─── Recorded information ───
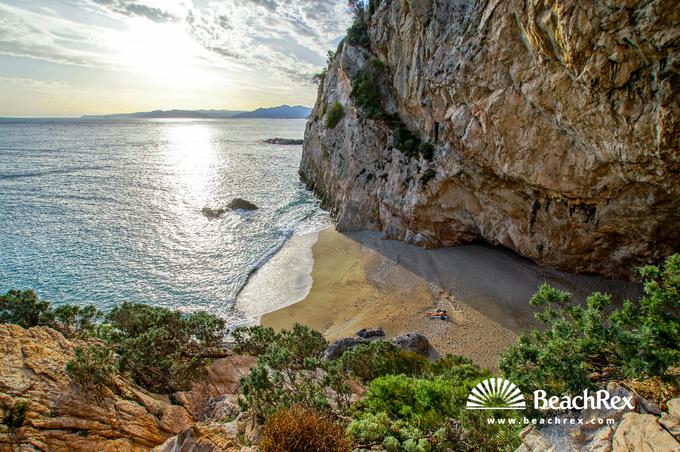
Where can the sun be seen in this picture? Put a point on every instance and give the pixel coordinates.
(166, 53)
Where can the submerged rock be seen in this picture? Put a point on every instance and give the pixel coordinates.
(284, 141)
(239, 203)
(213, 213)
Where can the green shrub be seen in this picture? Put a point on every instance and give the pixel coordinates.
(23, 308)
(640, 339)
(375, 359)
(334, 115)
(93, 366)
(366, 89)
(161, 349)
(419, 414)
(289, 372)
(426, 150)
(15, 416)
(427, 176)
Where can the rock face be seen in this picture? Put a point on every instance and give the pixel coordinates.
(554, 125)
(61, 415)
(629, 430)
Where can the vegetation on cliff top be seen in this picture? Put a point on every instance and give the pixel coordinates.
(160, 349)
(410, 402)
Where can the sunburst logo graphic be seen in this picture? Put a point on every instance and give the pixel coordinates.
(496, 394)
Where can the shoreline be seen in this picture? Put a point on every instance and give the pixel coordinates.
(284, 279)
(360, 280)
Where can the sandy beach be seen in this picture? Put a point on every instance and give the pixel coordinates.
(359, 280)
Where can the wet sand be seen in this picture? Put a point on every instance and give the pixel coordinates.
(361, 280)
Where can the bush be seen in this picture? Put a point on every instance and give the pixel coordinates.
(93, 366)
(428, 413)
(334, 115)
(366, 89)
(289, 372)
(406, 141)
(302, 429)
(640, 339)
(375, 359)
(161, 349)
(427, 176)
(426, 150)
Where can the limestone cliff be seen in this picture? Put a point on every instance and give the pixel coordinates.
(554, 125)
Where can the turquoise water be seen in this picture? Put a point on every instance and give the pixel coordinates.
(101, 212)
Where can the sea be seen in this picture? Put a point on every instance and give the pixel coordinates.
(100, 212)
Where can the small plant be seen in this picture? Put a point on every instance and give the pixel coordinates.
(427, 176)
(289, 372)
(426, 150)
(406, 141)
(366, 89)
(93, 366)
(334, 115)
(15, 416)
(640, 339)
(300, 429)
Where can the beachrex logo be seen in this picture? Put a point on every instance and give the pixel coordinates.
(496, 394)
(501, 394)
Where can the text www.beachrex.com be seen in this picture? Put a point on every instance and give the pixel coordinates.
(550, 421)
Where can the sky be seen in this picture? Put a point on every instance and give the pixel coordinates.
───
─── Recorded information ───
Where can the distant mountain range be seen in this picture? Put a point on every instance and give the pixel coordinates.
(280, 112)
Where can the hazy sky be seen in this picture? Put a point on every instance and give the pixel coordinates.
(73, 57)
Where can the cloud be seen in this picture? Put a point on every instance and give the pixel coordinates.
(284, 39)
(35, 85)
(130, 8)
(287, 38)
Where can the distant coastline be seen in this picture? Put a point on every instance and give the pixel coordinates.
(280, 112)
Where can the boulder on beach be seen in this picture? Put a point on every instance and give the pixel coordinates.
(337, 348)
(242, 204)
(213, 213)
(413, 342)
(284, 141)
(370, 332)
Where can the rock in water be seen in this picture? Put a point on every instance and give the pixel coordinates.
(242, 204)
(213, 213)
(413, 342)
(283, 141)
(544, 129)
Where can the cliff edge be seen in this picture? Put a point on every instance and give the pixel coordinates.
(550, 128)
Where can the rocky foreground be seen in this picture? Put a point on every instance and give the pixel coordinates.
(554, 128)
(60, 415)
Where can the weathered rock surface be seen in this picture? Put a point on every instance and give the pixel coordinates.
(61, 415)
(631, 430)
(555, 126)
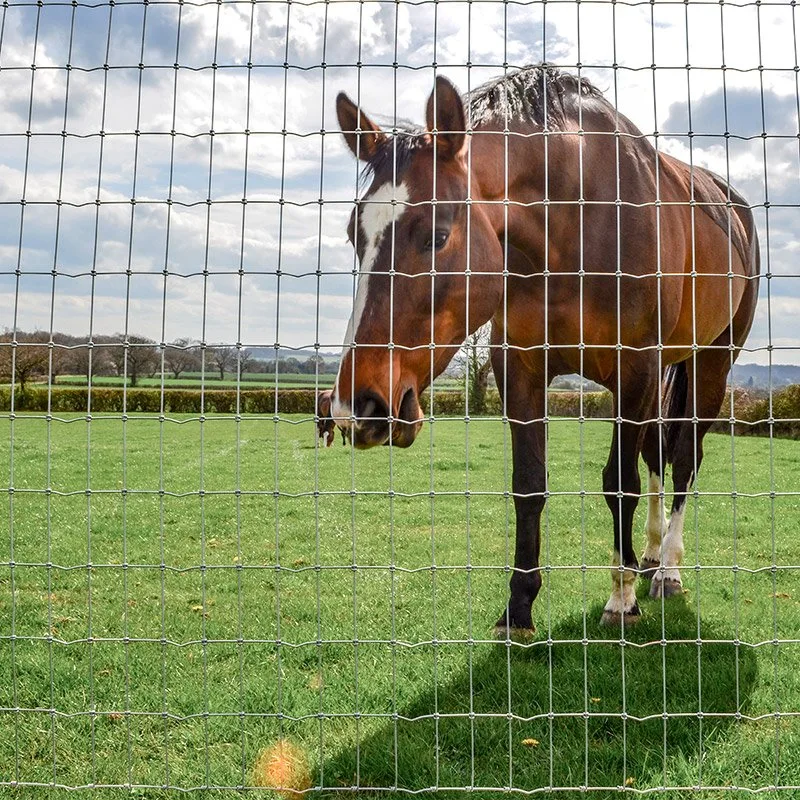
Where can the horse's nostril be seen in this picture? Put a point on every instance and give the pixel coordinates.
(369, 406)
───
_Task goal:_ Starting at the line above that holds "Where can the text" and ending at the line that holds "Where can the sky", transcribe each line exactly and include no other lines.

_Result for this exercise:_
Where can the text www.beachrex.com be seen in this picture? Put a point on every instance and give the pixel coordinates.
(550, 421)
Where can the sky be seen in this picture? Put a point on every instance and give the pixel coordinates.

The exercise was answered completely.